Without including any picture, transcribe the entries below word for word.

-------- Data provided --------

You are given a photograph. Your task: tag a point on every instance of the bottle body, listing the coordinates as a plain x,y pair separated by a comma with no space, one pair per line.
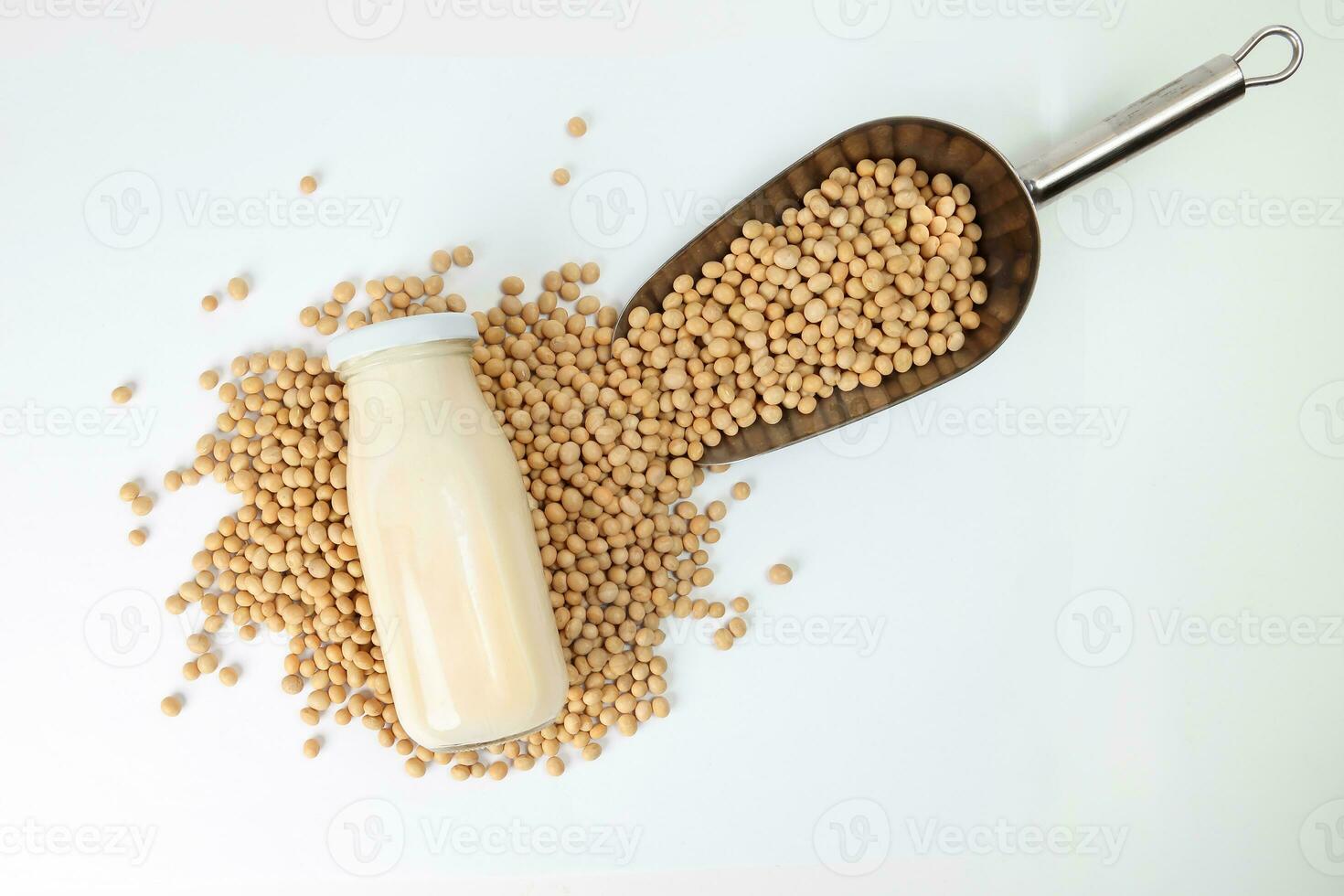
448,551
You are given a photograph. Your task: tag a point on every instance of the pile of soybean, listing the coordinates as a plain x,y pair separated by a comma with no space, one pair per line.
875,272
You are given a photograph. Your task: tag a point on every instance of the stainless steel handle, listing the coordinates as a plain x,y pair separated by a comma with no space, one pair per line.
1151,120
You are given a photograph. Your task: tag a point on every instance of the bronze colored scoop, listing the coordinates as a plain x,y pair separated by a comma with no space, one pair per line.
1006,202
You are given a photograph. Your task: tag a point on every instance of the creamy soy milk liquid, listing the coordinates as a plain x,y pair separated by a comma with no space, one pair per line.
445,539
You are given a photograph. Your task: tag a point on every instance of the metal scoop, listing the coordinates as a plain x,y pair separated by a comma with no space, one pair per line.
1006,202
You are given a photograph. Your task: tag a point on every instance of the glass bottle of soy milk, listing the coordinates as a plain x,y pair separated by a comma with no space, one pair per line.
445,538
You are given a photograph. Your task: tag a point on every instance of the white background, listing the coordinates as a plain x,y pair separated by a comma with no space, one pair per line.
1192,469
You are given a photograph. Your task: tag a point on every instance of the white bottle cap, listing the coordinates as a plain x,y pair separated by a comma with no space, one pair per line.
397,334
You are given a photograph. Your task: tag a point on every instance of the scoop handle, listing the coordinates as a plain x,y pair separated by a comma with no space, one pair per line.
1148,121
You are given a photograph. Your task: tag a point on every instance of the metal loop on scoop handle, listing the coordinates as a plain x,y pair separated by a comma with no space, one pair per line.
1148,121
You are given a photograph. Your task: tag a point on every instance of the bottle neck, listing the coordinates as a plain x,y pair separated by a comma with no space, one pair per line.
441,348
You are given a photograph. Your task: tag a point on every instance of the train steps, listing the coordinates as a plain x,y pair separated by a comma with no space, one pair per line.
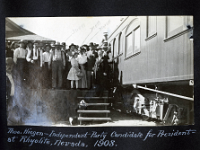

--------

**Task solution:**
You are given a photograph. Your task: tag a point on every instance of the bottle body, listing the coordinates as a plain x,y pair separated by a comma with no space, one pair per line.
448,551
You are given a photograph. Your task: tag a point on every instance of the pile of soybean, listing the coordinates as a plain x,y pair separated by a comma with no space, one pair per line.
875,272
You are given a photograph. Your task: tag a point on every instance of the stainless steel handle, listing the coordinates as a plain x,y pair separated by a comma with no space, one pair per line.
1151,120
You are given a photograph. Your task: tag a point on every instance of the bronze colored scoop, listing the coordinates as a plain x,y pair separated by a comma with no space, one pair per line.
1006,202
You are given a photograph. Your task: tag a point on every instance of the creamy soy milk liquid, listing the coordinates as a plain x,y pair separated by a comma with no space, one pair per line.
445,539
You are given a photograph. Your task: tag a point on every instance of the metal scoop, listing the coordinates as a plain x,y pair separated by a comma with no space, one pair per line.
1006,202
You are given a photograph. Your task: tag a point on every instance of the glass bottle of soy milk, listing the coordinates as a plain x,y pair separated by a comma with no space, one pair per line.
445,538
You are given a photograph. Your task: tag a point on every instance of the white background, listing the coordinates as a plain x,y pair separated by a comma with no space, one pair per line.
1192,469
You are given a photograph. Your task: tag a point on every instance of the white bottle cap, listing the coordinates as a plain x,y pair separated by a comma with no space, one pair per line.
397,334
You are given a photograph. Your task: tag a point on every instance of the scoop handle, listing the coordinates as a plain x,y pair separated by a comma with no space, one pair per line.
1148,121
You are given a photograph. Your task: tag a point on every instance of the metal loop on scoop handle, listing the coordinates as a plain x,y pair separated by a comma with no space, one pair per line.
1148,121
You are given a photograph. Your task: tag a point on every instance of the bottle neck, listing the coordinates as a plain x,y pair separated by a comma with no space, one pair per line.
441,348
You are given a photograph. Your task: tag a point on every instance of the train steps, listing the coordinates as a plain x,y pair separated by a comma with no space, one pair per line.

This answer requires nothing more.